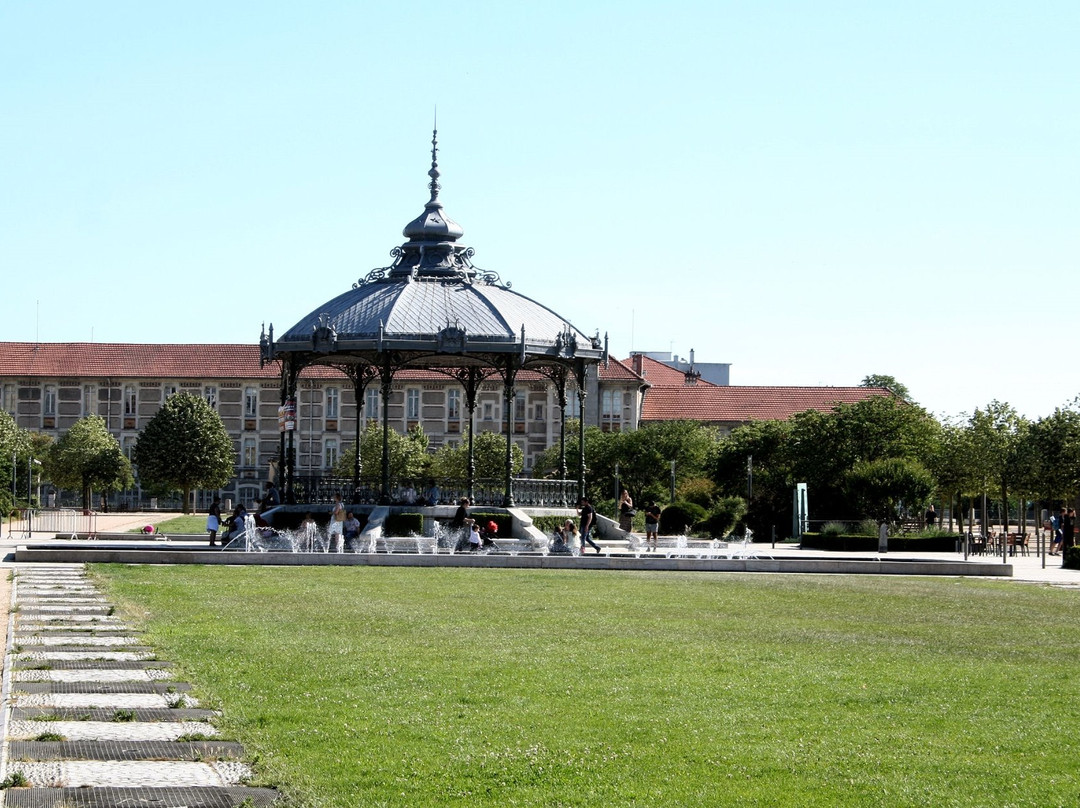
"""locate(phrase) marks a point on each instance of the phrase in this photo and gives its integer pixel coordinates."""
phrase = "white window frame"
(454, 405)
(49, 401)
(333, 402)
(89, 400)
(372, 401)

◆ **Assignment**: Exact repetition of all entries is required. The pictures should not appear.

◆ **Written answer**:
"""locate(phrase) marks a point on each instance of the phrase in this photo and gives its integer pixel coordinates."""
phrase = "white window frame"
(454, 405)
(49, 401)
(333, 402)
(89, 400)
(372, 401)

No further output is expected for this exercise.